E infatti, dopo che il margine dei primi aveva toccato a più riprese gli 8', ci si è presentati ai piedi di Rocca di Cambio con non più di 2' rimasti a Rabottini e soci. Proprio vedendo la mala parata, l'abruzzese ha deciso di proseguire da solo uno sforzo che, in quattro, non avrebbe più prodotto nulla di buono, ed è scattato. Sulla facile ascesa di Rocca di Cambio, è toccato invece a Stefano Pirazzi rompere il ghiaccio in gruppo: il laziale si è mosso ai 17 km, dopo che il compagno Stefano Locatelli gli aveva preparato il terreno, e nel giro di un chilometro ha ripreso Beppu, Hollenstein e Selvaggi, poi raggiunti e superati dal grosso del gruppo (che intanto perdeva parecchi pezzi con l'andare della salita).

*Elenco:*
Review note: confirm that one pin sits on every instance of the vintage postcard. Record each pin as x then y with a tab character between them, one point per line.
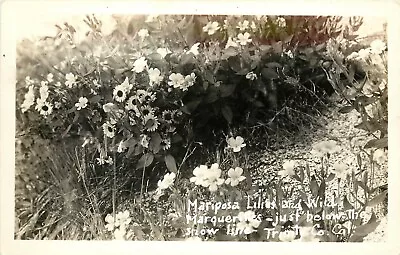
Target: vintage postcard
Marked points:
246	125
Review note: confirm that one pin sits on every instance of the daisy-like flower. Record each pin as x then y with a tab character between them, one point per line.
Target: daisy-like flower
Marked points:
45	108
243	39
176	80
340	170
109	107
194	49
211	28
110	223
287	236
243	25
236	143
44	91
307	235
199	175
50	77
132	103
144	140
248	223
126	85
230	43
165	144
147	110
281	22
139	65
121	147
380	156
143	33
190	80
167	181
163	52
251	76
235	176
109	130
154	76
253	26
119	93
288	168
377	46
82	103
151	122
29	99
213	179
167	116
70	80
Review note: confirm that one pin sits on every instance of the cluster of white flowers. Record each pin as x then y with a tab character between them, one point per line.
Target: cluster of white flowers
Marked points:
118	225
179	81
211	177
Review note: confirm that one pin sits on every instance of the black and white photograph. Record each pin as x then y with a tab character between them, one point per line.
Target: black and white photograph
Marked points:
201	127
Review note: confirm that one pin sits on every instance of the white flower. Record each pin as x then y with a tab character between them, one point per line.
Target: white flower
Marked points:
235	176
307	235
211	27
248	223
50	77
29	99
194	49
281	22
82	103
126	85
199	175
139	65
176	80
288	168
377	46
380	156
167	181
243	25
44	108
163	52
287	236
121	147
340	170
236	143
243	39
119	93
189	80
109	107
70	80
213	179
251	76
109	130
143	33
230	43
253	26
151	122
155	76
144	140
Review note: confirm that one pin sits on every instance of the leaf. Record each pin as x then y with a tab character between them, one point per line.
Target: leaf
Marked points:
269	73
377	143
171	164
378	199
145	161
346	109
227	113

==

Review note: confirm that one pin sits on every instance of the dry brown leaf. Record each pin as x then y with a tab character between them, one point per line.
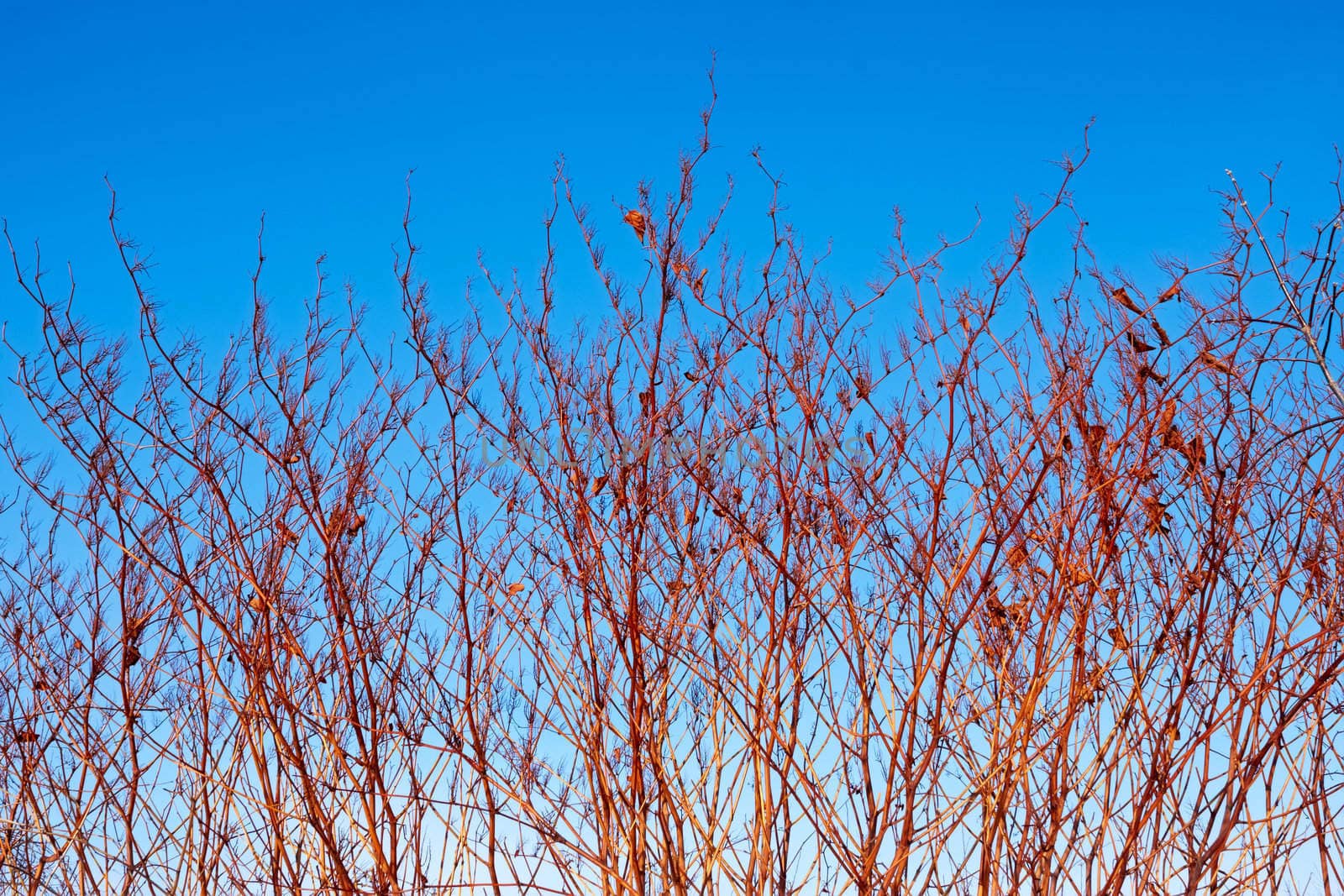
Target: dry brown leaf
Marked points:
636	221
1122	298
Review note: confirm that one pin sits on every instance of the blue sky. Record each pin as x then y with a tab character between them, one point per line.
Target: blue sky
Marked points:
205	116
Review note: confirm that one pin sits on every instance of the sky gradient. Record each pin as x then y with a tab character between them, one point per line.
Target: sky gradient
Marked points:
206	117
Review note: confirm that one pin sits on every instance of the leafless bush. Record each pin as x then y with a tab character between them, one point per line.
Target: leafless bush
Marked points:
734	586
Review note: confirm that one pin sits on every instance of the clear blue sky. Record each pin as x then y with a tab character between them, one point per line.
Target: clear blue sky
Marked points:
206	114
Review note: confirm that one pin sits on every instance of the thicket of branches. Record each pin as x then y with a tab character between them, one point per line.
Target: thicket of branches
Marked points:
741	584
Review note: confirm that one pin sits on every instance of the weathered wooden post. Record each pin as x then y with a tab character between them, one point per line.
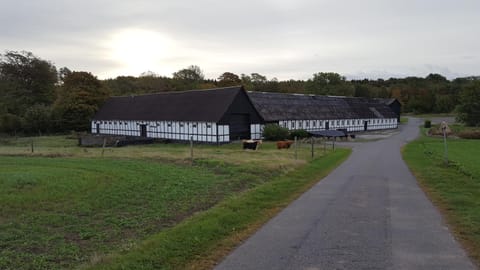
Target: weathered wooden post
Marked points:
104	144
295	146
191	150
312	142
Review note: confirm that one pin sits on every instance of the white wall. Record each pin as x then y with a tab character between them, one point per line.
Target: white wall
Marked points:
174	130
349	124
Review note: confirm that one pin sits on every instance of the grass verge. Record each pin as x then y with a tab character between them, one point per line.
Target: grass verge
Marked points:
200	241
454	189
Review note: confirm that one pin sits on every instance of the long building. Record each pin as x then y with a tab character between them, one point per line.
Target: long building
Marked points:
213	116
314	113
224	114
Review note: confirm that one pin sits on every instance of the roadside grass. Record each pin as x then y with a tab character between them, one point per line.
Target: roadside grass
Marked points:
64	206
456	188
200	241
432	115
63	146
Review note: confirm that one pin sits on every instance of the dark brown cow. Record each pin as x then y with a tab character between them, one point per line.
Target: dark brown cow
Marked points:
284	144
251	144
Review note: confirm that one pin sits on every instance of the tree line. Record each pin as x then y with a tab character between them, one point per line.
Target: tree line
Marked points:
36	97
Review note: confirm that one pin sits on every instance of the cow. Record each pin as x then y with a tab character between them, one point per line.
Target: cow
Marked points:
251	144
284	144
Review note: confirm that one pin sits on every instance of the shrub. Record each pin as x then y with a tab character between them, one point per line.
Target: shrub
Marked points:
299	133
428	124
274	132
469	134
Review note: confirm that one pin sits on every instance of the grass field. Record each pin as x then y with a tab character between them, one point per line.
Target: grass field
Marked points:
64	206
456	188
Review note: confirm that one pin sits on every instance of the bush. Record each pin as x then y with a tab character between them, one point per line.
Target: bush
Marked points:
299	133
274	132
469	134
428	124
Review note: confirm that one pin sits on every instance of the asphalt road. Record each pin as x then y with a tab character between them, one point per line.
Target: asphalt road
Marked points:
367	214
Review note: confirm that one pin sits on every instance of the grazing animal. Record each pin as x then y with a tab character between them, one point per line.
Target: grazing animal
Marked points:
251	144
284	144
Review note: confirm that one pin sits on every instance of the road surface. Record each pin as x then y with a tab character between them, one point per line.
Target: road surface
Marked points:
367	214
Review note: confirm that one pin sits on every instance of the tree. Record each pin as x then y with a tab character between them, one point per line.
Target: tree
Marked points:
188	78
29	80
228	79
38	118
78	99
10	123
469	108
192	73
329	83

* * *

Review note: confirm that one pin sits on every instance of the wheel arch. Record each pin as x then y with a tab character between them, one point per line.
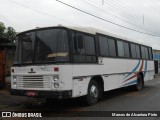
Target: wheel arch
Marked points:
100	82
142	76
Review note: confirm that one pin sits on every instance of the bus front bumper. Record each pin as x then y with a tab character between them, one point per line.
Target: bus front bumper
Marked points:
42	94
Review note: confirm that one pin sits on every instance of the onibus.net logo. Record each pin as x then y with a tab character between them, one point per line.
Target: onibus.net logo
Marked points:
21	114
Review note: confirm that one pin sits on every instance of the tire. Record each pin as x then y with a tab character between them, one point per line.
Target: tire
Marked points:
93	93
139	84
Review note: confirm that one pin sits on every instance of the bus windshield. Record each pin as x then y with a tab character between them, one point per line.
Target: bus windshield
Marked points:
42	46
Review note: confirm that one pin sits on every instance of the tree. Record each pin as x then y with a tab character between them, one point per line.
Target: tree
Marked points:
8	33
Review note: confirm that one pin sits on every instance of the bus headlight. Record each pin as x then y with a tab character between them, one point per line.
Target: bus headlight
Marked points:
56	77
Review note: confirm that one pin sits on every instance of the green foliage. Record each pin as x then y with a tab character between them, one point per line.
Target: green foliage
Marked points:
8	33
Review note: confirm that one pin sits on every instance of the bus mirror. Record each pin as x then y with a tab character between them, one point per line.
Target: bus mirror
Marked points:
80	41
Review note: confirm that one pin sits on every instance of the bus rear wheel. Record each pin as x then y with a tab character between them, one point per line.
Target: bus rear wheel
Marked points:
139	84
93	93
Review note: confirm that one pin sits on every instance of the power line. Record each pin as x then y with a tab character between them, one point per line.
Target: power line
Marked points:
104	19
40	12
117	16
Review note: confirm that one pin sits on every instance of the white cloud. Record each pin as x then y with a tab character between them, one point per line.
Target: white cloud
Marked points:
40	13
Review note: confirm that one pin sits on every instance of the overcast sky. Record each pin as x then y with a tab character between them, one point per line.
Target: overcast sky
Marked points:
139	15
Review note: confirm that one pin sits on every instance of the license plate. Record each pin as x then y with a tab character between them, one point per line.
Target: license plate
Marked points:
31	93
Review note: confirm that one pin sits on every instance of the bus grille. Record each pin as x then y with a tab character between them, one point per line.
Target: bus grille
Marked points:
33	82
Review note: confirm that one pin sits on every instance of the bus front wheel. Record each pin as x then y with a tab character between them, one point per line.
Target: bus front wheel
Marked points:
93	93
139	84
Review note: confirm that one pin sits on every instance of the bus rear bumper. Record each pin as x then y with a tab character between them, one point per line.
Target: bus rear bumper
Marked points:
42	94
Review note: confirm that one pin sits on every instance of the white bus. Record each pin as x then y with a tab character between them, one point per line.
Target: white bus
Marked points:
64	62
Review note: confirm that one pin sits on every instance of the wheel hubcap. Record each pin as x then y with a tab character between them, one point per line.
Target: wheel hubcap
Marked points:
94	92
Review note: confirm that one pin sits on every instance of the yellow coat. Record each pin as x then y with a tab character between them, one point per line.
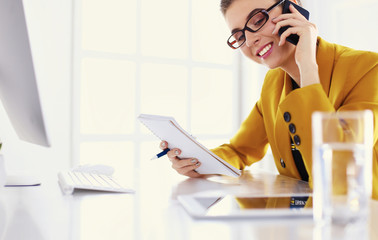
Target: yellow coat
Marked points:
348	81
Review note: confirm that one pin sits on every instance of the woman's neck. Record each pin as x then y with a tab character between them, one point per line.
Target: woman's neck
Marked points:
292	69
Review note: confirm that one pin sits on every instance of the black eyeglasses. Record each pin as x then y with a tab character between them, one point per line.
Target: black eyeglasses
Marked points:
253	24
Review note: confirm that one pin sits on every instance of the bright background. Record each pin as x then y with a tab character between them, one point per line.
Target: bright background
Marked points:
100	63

*Consegna scritta 1:* Elenca tutti i corridori nominati nel brano sulla corsa, con nome e cognome quando il testo li riporta.
*Consegna scritta 2:* Secondo il brano sulla corsa, chi aveva preparato il terreno all'attacco di Stefano Pirazzi?
*Consegna scritta 3:* Riprendi il brano sulla corsa subito dopo la sua ultima frase e portalo avanti.

*Risposta 1:* Rabottini, Stefano Pirazzi, Stefano Locatelli, Beppu, Hollenstein, Selvaggi

*Risposta 2:* Il compagno Stefano Locatelli.

*Risposta 3:*
Ai 15 km, Malori ha fisicamente fatto ciao con la manina alle telecamere che lo riprendevano mentre idealmente faceva ciao con la manina alla maglia rosa: per lui comunque un Giro che ha assunto contorni straordinari, per la fuga di ieri, per queste 24 ore che hanno coronato un sogno, forse anche per una maggiore considerazione che da qui in poi avrà in squadra (da qui a fine Giro aspettiamoci invece di vederlo lavorare parecchio per la causa Lampre). Nello stesso momento, Agnoli si è a sua volta mosso insieme a Pietropolli e a José Herrada. Lo spagnolo ha forzato ulteriormente, staccando i due italiani, raggiunti poi ai -13 da Santaromita (tutti e tre presi dal plotone a 10 km dalla fine).

Nel frattempo, Pirazzi si era riportato su Rabottini, e Herrada su entrambi, a formare un terzetto che è durato, tra un elastico e l'altro dell'iberico, fino ai 10 km, ovvero fino al momento in cui Rabottini, dopo 200 km all'attacco, ha alzato bandiera bianca.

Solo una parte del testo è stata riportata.